>>>

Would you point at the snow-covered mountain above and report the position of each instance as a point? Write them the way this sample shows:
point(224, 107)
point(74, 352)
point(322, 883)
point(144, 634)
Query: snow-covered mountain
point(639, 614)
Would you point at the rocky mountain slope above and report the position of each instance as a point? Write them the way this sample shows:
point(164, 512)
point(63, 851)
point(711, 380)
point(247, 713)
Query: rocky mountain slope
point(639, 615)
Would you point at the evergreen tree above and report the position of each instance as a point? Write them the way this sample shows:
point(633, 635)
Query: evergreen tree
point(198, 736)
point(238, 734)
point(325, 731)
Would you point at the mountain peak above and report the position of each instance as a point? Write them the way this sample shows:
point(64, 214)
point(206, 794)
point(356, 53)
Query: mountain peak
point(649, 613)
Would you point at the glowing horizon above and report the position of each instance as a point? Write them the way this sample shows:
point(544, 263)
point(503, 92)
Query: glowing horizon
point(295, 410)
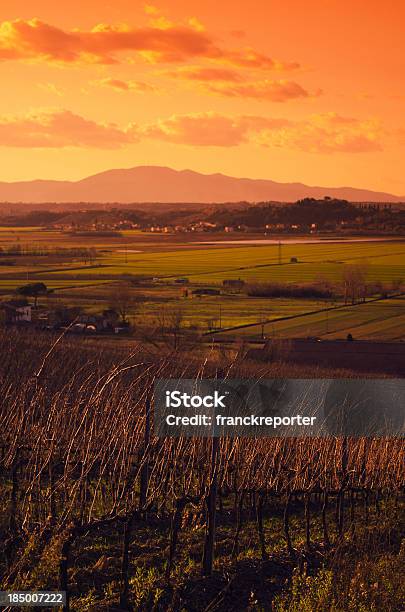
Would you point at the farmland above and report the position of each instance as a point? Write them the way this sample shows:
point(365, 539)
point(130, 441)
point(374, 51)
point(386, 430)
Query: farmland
point(56, 259)
point(96, 506)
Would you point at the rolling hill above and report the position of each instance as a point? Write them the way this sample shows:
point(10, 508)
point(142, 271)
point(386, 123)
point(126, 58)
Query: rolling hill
point(161, 184)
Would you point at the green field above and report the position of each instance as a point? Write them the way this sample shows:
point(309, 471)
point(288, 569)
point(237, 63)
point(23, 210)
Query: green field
point(135, 254)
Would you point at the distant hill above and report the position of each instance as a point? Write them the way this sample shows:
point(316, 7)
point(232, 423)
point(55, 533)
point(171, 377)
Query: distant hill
point(160, 184)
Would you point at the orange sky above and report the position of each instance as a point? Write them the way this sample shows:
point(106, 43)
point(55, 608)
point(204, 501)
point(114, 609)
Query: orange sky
point(293, 91)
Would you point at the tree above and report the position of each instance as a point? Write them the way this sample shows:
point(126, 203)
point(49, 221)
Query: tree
point(33, 290)
point(354, 280)
point(123, 301)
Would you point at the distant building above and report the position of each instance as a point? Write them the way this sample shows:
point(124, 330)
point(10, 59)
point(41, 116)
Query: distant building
point(233, 283)
point(17, 311)
point(356, 355)
point(200, 292)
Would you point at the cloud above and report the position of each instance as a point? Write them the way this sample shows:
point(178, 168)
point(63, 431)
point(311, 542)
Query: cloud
point(61, 128)
point(52, 89)
point(231, 83)
point(160, 41)
point(323, 133)
point(209, 74)
point(120, 85)
point(273, 91)
point(199, 129)
point(327, 133)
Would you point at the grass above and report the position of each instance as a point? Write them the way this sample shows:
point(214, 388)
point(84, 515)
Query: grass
point(209, 265)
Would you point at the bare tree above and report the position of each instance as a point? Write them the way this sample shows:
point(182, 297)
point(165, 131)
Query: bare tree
point(122, 300)
point(354, 281)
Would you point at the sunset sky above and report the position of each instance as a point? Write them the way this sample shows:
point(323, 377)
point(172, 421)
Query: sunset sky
point(310, 91)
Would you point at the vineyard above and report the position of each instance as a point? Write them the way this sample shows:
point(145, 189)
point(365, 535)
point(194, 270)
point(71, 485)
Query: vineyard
point(94, 504)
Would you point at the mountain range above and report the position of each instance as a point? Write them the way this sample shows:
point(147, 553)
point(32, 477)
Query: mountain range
point(161, 184)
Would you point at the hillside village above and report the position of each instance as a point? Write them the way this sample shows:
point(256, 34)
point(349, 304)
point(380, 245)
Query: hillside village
point(304, 216)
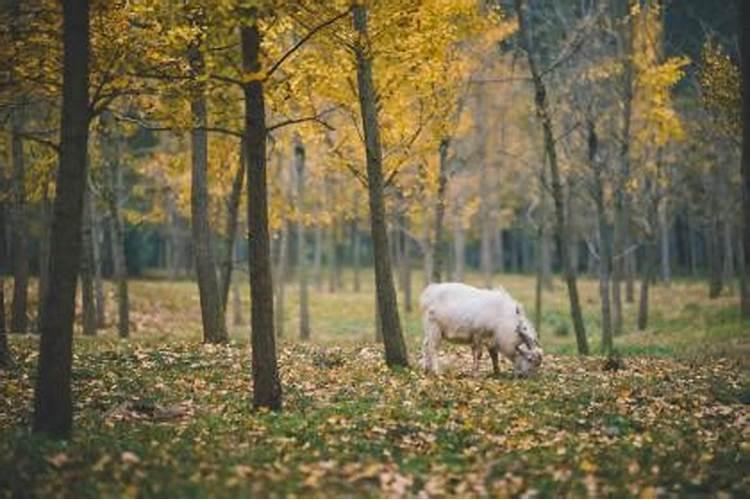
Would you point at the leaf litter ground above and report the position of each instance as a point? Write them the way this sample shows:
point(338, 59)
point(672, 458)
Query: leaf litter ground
point(175, 420)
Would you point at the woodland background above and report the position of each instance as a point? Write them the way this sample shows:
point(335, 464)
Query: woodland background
point(339, 156)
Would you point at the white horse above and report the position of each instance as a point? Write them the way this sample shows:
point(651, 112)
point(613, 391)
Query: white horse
point(489, 319)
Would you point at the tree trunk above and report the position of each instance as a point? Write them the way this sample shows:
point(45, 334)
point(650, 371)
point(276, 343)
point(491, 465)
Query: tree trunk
point(304, 307)
point(666, 270)
point(649, 265)
point(557, 191)
point(356, 254)
point(282, 270)
point(744, 28)
point(114, 192)
point(485, 193)
point(266, 381)
point(44, 243)
point(404, 263)
point(630, 270)
point(438, 246)
point(99, 296)
point(459, 249)
point(622, 200)
point(236, 296)
point(715, 283)
point(87, 267)
point(20, 251)
point(331, 257)
point(5, 357)
point(605, 243)
point(395, 347)
point(212, 310)
point(728, 261)
point(233, 210)
point(53, 408)
point(318, 258)
point(693, 245)
point(500, 251)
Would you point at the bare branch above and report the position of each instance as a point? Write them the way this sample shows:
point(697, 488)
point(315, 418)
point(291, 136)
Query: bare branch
point(304, 39)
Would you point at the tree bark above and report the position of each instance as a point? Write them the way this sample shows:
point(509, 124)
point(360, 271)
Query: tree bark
point(605, 243)
point(114, 193)
point(282, 270)
point(715, 282)
point(459, 248)
point(404, 263)
point(212, 310)
point(356, 255)
point(88, 301)
point(99, 296)
point(395, 347)
point(649, 266)
point(557, 191)
point(233, 210)
point(622, 201)
point(44, 243)
point(302, 271)
point(666, 269)
point(744, 28)
point(438, 252)
point(318, 258)
point(20, 251)
point(5, 356)
point(266, 381)
point(728, 261)
point(53, 408)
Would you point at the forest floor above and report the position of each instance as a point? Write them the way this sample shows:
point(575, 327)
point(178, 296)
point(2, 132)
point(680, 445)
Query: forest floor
point(163, 415)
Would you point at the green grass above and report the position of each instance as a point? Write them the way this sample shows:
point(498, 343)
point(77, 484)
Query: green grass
point(163, 415)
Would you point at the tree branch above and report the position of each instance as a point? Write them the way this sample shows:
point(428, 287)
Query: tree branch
point(305, 38)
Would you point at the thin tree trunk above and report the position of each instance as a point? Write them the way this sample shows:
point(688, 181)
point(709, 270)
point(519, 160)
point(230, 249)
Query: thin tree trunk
point(53, 406)
point(630, 271)
point(331, 257)
point(500, 250)
point(212, 309)
point(404, 263)
point(744, 29)
point(605, 244)
point(356, 254)
point(622, 201)
point(266, 381)
point(557, 190)
point(236, 296)
point(113, 174)
point(649, 265)
point(318, 258)
point(485, 193)
point(728, 264)
point(438, 246)
point(693, 245)
point(233, 210)
point(459, 245)
point(20, 252)
point(304, 307)
point(44, 243)
point(281, 277)
point(5, 356)
point(87, 267)
point(666, 270)
point(715, 282)
point(395, 347)
point(339, 263)
point(99, 296)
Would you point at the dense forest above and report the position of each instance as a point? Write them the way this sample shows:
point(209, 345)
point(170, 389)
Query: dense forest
point(590, 156)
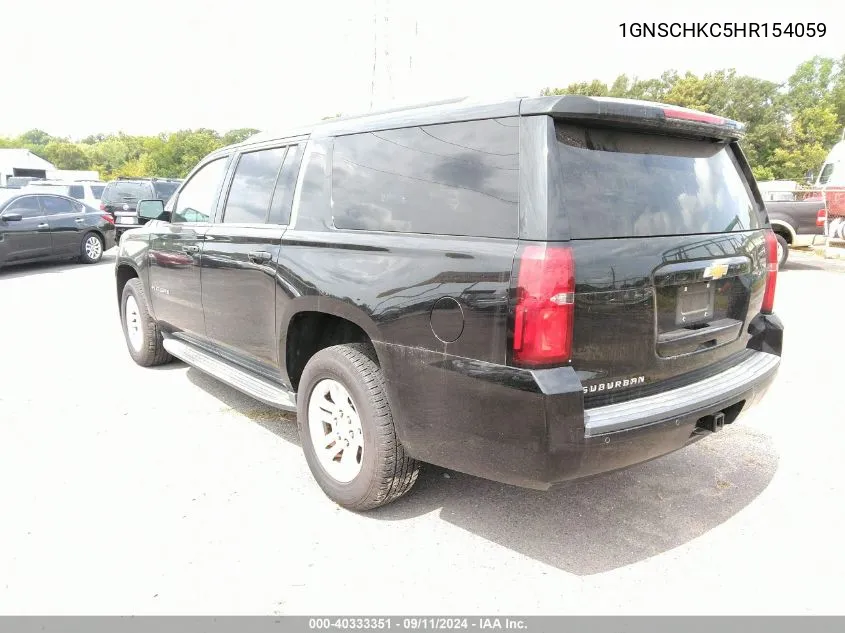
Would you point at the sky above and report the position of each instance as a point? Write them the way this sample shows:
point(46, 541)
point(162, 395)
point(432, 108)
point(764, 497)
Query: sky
point(149, 66)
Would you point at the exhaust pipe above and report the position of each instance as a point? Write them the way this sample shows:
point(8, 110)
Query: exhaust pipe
point(712, 423)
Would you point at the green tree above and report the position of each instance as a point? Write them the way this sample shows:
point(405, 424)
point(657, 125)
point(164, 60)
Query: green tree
point(66, 155)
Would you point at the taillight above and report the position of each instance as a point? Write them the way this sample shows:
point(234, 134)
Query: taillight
point(545, 305)
point(692, 115)
point(771, 272)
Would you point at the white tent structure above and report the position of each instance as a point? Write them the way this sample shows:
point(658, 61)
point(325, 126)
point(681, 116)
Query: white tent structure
point(22, 162)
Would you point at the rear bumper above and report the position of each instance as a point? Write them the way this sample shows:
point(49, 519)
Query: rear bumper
point(802, 240)
point(530, 428)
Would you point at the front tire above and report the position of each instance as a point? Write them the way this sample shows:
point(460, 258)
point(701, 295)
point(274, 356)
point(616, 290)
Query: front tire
point(143, 337)
point(783, 250)
point(347, 430)
point(92, 248)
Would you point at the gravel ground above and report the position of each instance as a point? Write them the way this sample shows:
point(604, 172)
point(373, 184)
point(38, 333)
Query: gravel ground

<<<

_Prompt_:
Retype the part of the rows that opens with the line containing "Would you point at the hillside" and closes with the line containing "point(339, 156)", both lines included, leaving the pictures out of your answer.

_Solution_:
Would you point at the hillside village above and report the position of each instance as a point? Write them the way this sample shows:
point(256, 34)
point(349, 304)
point(380, 245)
Query: hillside village
point(304, 216)
Would you point at the leaf litter ground above and report the position of each instance as a point? Write them the way this sample shows:
point(338, 59)
point(672, 458)
Query: leaf litter ground
point(175, 420)
Would you point at the woodland background above and report the position of each instance as a point? Write them the way this sample shows:
point(335, 464)
Query: woodland background
point(339, 156)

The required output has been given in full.